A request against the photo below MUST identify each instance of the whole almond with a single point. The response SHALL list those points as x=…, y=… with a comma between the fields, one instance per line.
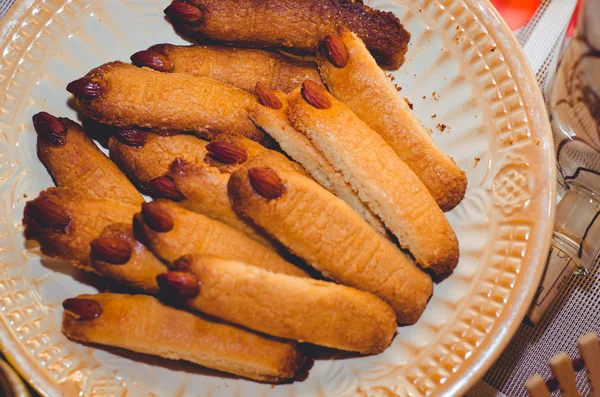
x=156, y=218
x=227, y=152
x=335, y=51
x=111, y=250
x=49, y=214
x=50, y=128
x=164, y=187
x=266, y=182
x=82, y=308
x=88, y=87
x=178, y=166
x=315, y=95
x=182, y=264
x=184, y=12
x=266, y=96
x=178, y=285
x=153, y=60
x=134, y=137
━━━━
[Problem details] Restate all entries exactly; pictures stay out.

[Response area]
A request against the photo below MUST identify each instance of the whole almond with a single point. The response SHALL list those points as x=…, y=… with a comma between the fields, one instance per line.
x=156, y=218
x=227, y=152
x=335, y=51
x=111, y=250
x=49, y=214
x=50, y=128
x=164, y=187
x=266, y=182
x=82, y=308
x=88, y=87
x=178, y=166
x=315, y=95
x=182, y=264
x=184, y=12
x=266, y=96
x=178, y=285
x=153, y=60
x=134, y=137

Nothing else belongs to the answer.